Data supplied Block Start

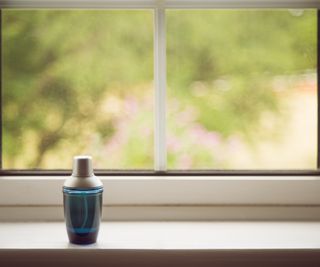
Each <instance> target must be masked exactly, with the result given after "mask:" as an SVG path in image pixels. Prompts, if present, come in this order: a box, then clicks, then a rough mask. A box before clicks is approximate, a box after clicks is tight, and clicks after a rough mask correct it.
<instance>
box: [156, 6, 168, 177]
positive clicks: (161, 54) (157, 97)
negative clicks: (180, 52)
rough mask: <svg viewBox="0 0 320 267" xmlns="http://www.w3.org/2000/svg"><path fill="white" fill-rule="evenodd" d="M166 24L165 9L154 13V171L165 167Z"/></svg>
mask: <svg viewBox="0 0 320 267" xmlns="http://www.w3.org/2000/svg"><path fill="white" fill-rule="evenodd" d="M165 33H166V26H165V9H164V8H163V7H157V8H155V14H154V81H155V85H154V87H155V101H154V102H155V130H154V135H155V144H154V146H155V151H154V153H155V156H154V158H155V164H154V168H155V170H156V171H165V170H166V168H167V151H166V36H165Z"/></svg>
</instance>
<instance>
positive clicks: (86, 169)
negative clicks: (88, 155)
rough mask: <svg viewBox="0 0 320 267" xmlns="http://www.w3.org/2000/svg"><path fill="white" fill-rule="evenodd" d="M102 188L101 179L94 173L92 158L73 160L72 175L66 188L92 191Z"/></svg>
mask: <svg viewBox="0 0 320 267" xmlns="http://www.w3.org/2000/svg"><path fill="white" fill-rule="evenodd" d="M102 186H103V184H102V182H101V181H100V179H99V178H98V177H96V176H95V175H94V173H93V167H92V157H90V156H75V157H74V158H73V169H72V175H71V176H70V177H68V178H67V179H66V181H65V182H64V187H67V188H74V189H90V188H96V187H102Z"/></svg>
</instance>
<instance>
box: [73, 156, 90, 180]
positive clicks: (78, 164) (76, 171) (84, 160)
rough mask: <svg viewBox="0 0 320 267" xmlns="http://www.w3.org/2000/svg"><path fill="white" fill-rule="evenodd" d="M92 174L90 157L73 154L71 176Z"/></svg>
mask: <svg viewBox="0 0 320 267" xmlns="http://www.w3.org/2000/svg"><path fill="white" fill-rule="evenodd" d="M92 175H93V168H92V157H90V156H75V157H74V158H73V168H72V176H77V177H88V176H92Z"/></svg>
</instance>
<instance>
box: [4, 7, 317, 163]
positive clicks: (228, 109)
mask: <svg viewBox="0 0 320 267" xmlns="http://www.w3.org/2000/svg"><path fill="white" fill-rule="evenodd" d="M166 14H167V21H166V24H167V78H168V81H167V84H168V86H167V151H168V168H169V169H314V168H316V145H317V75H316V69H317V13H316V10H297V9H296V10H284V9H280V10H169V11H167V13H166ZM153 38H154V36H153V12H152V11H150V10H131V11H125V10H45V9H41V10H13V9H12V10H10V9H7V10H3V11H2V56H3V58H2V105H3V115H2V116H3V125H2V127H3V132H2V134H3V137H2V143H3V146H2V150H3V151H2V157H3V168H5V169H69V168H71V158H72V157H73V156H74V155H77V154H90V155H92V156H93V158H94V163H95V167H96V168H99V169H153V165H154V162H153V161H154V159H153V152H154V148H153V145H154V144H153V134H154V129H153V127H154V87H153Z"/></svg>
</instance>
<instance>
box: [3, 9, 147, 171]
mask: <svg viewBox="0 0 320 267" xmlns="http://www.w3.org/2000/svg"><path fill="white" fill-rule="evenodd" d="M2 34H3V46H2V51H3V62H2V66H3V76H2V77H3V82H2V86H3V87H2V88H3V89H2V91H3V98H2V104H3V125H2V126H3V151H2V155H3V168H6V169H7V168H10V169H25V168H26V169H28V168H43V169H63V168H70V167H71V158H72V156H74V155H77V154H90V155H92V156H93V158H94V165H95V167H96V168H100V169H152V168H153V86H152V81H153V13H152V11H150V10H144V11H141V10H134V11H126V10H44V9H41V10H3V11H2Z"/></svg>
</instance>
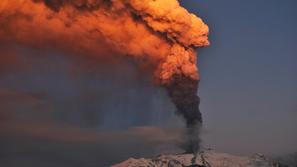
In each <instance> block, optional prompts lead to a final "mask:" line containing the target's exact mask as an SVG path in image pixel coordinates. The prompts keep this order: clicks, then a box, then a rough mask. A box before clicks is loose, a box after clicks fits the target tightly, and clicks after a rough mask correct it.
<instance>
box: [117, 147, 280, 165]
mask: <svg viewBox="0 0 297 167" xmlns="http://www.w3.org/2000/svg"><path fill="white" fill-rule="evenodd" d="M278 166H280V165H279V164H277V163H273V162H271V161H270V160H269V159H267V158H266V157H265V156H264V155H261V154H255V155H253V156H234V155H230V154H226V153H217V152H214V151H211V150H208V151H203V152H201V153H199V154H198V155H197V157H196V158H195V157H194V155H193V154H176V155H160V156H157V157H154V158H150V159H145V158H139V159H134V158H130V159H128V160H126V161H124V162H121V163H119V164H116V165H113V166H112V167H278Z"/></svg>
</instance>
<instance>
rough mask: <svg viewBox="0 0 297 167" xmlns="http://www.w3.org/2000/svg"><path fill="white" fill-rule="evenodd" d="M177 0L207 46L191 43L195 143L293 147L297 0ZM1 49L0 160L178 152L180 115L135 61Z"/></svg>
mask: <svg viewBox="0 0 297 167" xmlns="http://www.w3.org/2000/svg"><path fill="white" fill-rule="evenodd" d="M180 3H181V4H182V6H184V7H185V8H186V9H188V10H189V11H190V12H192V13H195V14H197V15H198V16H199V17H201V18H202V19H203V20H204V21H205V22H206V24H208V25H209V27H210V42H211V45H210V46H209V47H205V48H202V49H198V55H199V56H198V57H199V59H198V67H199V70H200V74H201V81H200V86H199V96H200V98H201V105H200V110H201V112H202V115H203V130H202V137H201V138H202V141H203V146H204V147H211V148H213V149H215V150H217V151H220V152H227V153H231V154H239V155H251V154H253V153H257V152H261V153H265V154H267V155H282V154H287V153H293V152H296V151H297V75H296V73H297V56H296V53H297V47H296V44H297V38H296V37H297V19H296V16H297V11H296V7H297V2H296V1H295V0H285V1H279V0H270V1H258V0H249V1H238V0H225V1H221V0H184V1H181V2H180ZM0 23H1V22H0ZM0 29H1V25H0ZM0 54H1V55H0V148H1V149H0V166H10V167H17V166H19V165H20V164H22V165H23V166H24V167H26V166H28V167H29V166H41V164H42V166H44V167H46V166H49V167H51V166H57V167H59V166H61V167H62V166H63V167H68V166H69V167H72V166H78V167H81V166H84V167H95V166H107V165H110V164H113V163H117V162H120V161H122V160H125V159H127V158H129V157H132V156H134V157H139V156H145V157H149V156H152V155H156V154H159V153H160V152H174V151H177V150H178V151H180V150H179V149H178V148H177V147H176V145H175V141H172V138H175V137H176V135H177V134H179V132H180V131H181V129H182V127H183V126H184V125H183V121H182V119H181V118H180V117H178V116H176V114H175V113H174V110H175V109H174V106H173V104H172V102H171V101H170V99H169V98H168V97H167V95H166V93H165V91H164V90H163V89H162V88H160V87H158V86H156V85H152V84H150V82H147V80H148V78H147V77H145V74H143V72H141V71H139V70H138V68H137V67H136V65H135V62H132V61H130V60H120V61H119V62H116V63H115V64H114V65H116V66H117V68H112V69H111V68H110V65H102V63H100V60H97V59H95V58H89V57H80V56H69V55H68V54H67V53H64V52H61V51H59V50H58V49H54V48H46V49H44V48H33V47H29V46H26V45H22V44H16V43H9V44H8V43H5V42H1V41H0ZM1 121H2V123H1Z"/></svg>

Data supplied Block End
Data supplied Block Start

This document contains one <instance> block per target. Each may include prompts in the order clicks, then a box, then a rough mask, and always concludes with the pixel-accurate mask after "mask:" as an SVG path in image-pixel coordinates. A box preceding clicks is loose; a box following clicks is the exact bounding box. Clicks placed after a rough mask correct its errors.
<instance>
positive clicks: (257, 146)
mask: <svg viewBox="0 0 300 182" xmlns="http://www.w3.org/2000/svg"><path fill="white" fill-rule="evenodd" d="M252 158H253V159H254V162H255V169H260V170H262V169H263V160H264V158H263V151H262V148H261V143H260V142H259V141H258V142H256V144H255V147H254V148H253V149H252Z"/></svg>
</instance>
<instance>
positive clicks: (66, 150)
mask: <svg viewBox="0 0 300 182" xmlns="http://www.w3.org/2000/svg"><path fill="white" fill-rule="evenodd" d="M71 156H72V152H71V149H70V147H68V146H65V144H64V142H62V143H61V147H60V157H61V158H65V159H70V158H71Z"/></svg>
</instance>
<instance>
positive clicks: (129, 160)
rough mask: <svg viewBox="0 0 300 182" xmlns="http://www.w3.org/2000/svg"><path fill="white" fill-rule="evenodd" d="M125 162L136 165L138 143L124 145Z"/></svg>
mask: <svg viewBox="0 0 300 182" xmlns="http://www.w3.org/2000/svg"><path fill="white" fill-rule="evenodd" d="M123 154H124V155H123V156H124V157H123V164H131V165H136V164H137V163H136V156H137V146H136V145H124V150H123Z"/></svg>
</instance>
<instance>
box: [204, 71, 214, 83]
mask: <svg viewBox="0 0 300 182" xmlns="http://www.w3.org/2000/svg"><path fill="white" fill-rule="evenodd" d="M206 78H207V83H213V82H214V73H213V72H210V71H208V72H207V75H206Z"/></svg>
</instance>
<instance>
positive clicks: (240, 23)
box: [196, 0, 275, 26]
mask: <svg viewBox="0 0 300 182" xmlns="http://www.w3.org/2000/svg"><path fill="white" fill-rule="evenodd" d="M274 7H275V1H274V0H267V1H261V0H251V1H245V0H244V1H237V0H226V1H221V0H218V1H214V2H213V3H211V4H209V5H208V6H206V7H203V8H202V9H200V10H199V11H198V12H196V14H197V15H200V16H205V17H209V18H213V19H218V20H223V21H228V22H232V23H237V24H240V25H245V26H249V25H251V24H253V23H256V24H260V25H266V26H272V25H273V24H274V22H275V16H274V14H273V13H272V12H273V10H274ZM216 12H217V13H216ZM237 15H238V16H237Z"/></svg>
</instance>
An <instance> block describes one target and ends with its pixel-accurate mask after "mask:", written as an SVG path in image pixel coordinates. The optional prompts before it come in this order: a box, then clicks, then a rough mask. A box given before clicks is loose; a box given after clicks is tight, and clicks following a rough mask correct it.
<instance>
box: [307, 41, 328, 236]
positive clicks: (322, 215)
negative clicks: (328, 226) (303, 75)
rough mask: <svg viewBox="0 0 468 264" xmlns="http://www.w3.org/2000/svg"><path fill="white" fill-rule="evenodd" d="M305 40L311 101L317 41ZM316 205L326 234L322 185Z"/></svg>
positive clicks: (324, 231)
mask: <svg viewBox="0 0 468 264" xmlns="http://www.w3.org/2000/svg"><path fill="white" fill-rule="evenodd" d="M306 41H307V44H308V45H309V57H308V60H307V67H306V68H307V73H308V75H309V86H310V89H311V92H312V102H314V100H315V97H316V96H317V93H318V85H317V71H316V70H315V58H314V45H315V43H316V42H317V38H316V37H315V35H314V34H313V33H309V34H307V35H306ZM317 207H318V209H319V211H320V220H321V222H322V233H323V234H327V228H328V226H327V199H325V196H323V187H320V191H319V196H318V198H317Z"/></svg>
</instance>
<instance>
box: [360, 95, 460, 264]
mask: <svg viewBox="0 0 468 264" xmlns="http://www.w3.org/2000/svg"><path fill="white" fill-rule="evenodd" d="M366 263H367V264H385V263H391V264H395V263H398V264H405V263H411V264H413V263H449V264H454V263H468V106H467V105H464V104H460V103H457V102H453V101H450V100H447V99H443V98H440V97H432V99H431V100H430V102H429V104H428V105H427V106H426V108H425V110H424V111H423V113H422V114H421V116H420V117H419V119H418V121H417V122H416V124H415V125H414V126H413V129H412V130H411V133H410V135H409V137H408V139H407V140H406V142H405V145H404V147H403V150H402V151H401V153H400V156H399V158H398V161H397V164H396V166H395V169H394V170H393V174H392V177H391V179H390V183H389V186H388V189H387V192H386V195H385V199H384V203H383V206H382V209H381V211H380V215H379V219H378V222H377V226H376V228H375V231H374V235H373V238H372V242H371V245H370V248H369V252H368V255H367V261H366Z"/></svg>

Data supplied Block End

Extract from the records above only those lines in which the word "following" occurs, omitting all other lines.

- **Your solution**
This document contains one <instance> block per target. Each may include prompts in the order clicks, then a box, then a rough mask, and always concludes with the pixel-accurate mask after "mask:" as an SVG path in image-pixel coordinates. A box preceding clicks is loose; a box following clicks is the exact bounding box. Clicks placed after a rough mask correct its errors.
An <instance> block describes one target and ends with its pixel-accurate mask after "mask:", written as an SVG path in image pixel coordinates. The optional prompts before it come in this order: a box, then clicks, then a rough mask. A box given before clicks is loose; a box given after clicks is tight, and clicks following a rough mask correct it.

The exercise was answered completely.